_What this task involves_:
From the entries that follow, extract each line holding the string "below".

Stored entries
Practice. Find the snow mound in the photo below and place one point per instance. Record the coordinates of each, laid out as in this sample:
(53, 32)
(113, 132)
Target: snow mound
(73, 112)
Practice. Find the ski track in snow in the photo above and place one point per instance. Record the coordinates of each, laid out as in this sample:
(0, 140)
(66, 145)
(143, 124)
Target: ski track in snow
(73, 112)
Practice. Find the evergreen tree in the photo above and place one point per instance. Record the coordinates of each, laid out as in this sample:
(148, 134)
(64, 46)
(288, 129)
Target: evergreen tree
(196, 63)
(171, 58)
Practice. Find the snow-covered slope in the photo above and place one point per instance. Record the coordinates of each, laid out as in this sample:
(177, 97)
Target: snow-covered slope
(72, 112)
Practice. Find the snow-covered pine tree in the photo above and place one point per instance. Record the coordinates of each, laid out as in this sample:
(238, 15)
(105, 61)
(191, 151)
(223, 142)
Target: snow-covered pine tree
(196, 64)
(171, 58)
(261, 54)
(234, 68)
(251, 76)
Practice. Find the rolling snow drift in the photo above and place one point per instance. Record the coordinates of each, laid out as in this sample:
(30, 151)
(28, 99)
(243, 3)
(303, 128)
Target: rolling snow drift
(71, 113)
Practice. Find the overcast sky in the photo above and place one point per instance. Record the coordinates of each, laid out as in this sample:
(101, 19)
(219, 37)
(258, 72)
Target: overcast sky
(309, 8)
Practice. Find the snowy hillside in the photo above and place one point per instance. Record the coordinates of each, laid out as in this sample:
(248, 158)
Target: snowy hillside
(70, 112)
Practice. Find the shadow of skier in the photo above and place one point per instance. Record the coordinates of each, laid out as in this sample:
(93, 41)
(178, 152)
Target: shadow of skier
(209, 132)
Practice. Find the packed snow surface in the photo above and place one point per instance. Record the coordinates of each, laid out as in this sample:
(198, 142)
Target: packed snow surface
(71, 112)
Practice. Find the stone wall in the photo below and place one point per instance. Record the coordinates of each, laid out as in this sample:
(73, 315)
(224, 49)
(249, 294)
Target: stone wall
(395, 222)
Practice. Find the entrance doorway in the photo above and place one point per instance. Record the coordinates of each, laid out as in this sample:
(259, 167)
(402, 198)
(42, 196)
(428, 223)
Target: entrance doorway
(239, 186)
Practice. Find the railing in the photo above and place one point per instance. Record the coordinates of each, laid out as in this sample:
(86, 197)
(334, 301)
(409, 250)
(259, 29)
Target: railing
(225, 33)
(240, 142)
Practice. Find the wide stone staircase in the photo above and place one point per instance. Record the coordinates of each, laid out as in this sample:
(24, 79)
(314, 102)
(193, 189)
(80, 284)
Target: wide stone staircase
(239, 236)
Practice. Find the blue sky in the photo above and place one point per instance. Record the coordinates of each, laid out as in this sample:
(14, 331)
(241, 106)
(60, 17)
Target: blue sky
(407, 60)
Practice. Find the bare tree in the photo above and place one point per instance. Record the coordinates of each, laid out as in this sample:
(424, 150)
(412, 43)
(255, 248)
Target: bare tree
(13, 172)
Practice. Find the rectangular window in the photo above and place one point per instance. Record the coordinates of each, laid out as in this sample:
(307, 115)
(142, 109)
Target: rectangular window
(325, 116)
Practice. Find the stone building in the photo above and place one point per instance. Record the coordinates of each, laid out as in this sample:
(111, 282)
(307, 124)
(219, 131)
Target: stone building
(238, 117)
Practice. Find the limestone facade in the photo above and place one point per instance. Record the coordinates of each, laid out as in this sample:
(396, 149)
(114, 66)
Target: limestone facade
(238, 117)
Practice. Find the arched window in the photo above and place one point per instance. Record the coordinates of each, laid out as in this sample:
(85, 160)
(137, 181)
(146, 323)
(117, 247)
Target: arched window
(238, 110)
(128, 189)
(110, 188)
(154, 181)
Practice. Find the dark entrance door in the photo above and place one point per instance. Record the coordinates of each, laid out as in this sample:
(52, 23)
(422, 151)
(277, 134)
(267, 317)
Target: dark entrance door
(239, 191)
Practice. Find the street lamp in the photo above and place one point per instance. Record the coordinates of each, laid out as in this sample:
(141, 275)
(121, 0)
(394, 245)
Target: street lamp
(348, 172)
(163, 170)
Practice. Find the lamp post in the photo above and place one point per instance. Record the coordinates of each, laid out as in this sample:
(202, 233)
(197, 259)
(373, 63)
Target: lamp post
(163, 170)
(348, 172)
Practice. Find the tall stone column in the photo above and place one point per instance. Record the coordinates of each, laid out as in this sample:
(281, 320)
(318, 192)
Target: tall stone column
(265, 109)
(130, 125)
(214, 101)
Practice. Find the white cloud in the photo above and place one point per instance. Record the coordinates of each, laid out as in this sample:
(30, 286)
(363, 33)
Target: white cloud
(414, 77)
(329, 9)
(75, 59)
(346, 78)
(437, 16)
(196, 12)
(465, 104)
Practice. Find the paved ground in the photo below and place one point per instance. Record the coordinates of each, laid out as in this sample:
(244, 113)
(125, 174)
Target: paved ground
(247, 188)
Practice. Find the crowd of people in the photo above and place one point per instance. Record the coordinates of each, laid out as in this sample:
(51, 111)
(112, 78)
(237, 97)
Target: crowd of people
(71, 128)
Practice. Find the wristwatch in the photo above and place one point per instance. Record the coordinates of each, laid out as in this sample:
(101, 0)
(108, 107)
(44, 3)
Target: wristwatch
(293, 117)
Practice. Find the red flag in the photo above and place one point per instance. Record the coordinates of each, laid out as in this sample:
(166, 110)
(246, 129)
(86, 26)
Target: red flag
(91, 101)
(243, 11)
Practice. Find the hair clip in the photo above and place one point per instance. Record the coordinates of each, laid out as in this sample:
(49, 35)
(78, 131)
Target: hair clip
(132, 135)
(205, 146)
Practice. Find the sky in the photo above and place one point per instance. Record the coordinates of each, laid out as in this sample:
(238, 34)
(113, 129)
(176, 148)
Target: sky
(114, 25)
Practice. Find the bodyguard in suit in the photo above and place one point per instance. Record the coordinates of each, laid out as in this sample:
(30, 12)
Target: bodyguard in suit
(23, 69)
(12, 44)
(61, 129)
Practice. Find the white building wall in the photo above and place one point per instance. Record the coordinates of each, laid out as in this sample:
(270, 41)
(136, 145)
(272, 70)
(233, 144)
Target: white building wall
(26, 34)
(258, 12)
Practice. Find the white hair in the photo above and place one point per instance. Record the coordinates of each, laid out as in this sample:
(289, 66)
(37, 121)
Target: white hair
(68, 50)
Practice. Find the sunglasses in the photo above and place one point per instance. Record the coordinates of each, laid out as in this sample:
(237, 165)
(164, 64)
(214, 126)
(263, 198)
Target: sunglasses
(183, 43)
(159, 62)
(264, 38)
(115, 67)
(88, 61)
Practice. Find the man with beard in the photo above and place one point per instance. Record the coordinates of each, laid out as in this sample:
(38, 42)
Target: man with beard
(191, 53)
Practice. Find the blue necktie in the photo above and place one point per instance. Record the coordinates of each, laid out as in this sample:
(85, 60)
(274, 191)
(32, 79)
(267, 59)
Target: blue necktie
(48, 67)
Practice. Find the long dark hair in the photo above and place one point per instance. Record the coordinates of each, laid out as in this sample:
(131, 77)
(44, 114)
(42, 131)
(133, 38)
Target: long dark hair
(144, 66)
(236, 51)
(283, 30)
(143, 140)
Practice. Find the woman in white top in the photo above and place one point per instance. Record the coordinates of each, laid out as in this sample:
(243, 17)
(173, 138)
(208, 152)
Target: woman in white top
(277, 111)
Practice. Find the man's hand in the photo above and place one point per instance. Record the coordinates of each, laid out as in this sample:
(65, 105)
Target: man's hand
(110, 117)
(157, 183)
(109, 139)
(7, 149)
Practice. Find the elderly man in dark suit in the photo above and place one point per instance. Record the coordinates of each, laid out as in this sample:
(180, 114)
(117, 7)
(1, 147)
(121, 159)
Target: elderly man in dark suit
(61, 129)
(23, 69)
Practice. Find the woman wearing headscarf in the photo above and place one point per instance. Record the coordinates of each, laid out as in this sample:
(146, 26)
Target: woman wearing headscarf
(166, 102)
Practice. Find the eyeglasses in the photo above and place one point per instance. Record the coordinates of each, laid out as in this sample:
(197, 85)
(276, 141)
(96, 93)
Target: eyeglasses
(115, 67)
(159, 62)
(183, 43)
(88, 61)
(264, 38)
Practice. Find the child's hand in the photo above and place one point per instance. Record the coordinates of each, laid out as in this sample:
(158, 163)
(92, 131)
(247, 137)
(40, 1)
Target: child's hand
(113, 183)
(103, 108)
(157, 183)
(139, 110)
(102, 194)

_Solution for this exercise_:
Practice. Find the snow mound in the photo below and place one point per instance. Record the coordinates of each, laid out as in this sample:
Practice. Find the stone wall in the photo below and place one point per instance. Record the coordinates of each, laid out as in this sample:
Practice. Find the paved ground in the photo below and place one point per instance. Record the coordinates of each, laid out as in this sample:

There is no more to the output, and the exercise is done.